LISTED ENTRIES >>

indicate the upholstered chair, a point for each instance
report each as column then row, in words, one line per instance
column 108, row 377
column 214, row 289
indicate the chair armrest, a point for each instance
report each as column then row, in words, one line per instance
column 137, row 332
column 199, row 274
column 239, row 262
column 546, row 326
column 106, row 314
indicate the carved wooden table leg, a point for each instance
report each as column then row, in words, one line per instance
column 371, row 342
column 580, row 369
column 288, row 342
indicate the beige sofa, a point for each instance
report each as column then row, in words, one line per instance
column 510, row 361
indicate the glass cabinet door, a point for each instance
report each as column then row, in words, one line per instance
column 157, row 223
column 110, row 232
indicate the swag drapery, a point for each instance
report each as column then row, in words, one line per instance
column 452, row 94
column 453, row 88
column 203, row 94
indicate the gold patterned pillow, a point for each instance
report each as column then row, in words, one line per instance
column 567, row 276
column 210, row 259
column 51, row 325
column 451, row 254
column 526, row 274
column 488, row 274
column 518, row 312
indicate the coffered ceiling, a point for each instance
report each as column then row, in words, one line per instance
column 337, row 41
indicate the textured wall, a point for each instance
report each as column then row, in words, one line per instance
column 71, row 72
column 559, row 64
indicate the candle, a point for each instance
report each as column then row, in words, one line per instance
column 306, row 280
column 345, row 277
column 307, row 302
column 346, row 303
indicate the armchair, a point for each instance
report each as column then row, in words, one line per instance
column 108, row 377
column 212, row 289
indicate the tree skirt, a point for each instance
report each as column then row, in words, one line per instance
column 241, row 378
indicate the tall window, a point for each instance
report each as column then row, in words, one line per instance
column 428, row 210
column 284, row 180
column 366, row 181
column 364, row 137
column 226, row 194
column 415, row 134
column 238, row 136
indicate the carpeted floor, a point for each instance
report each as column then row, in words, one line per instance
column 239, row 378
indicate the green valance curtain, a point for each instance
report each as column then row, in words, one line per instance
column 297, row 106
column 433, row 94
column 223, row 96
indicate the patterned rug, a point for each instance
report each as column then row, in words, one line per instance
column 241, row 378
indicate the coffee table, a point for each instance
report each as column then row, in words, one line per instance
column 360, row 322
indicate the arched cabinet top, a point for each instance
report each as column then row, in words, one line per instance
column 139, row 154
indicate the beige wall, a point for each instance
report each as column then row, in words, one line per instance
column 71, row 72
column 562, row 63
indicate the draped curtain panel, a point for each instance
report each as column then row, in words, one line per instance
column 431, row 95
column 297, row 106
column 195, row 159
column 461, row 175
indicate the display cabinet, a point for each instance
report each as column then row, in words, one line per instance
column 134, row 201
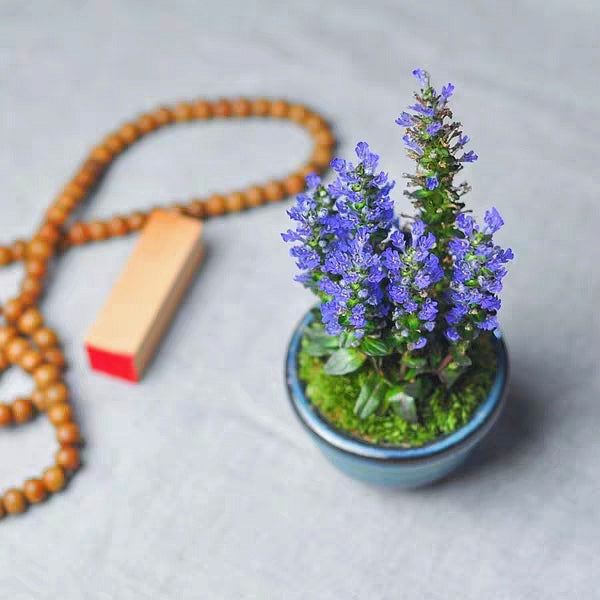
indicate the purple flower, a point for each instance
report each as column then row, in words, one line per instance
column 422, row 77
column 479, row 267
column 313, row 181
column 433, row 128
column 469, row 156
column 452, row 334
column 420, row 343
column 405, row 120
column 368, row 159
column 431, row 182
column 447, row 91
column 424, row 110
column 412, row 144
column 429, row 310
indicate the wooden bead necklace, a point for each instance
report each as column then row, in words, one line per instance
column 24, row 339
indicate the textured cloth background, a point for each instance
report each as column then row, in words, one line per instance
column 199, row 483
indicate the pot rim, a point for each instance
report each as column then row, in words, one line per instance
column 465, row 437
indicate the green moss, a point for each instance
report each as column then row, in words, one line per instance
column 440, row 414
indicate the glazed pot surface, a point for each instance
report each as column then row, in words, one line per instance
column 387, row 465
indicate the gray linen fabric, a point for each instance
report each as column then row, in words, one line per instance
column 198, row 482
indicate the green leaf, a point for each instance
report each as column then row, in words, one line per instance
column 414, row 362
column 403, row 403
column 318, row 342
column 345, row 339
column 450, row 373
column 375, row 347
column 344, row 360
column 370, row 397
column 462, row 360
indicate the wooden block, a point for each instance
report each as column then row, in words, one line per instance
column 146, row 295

WHAT THE EXERCISE ASKS >>
Would you repeat the material exactly, keeping out any pictures?

EXERCISE SOLUTION >>
indicate the upholstered chair, a point for each instance
report each as column then row, in words, one line per instance
column 108, row 377
column 214, row 289
indicate the chair armrest, a point for each instance
report each as column then row, in words, one line per instance
column 137, row 332
column 199, row 274
column 239, row 262
column 546, row 326
column 106, row 314
indicate the carved wooden table leg, a point for each instance
report each as column then row, in words, one line per instance
column 371, row 342
column 580, row 369
column 288, row 342
indicate the beige sofa, a point for each instance
report each as column then row, in words, one line per instance
column 510, row 361
indicate the glass cabinet door, a point for each instance
report each as column then row, in words, one line per instance
column 157, row 223
column 110, row 232
indicate the swag drapery, a point for each instance
report each as column then row, in words, one line per instance
column 452, row 94
column 453, row 88
column 203, row 94
indicate the gold patterned pillow, a point for each instance
report each as column then row, in words, one line per instance
column 567, row 276
column 210, row 259
column 51, row 325
column 451, row 254
column 526, row 274
column 488, row 274
column 518, row 312
indicate the coffered ceiling, a point for each instance
report each as column then row, in words, one line per instance
column 337, row 41
indicate the textured wall, a point for each instance
report each as column then row, in words, one line per instance
column 71, row 72
column 559, row 64
indicate the candle, a point for each instance
report each as column then row, in words, one line per instance
column 306, row 280
column 345, row 277
column 307, row 302
column 346, row 303
indicate the armchair, a point for each instance
report each as column then row, in words, one line per instance
column 108, row 377
column 212, row 289
indicate the tree skirt, a point for each instance
report each as column then row, in words, one line per instance
column 241, row 378
indicate the tall window, a point for each instance
report each as column then row, in words, one line per instance
column 428, row 210
column 284, row 180
column 366, row 181
column 364, row 137
column 226, row 194
column 415, row 134
column 238, row 136
indicate the carpeted floor, a point for each instance
report each as column then row, in words, one line per instance
column 239, row 378
indicate the green valance curtain, a point for each instance
report each as column then row, in words, one line per instance
column 297, row 106
column 433, row 94
column 223, row 96
indicate the patterned rug, a point for each instance
report each as column then row, in words, one line per instance
column 241, row 378
indicate the coffee table, a point for each instance
report each as column then row, in words, one line per instance
column 360, row 322
indicate the arched cabinet top, a point for each instance
report each as column then row, in words, one line per instance
column 139, row 154
indicate the beige wall, a point for each instance
report each as column then row, in words, one line per instance
column 71, row 72
column 562, row 63
indicate the draped curtain panel, a point for each instance
report each as column then row, in words, one line per instance
column 431, row 95
column 297, row 106
column 195, row 159
column 461, row 175
indicate the display cabinet, a point for each instance
report each as column then row, in words, one line per instance
column 134, row 201
indicate the purple flower, a point for each instance
report each as column then row, in words, one line per instance
column 422, row 77
column 479, row 267
column 313, row 181
column 433, row 128
column 469, row 156
column 452, row 334
column 420, row 343
column 405, row 120
column 368, row 159
column 431, row 182
column 447, row 91
column 424, row 110
column 412, row 144
column 429, row 310
indicate the wooden bead necklace, a point for each instance
report each as column then row, in words, one line per instance
column 24, row 339
indicate the textured cloth background, a point for each instance
report each as column then row, in words, one line per instance
column 199, row 483
indicate the pot rim, a point for each instance
report each as column then row, in words, one line per instance
column 465, row 437
indicate the green moss, a point for each instance
report each as column then row, in words, one line per instance
column 440, row 414
indicate the glazed pot surface, a point for each instance
report each as column then row, in words, one line per instance
column 387, row 465
indicate the gray linen fabric, a point for each instance
report each as column then row, in words, one line per instance
column 198, row 482
indicate the green leaf, a point for each instance
report each as column then row, in words, one line per instance
column 414, row 362
column 403, row 403
column 318, row 342
column 345, row 339
column 450, row 373
column 375, row 347
column 344, row 360
column 370, row 397
column 462, row 360
indicate the wooden block, a point for each instance
report each as column then row, in words, one line per instance
column 146, row 295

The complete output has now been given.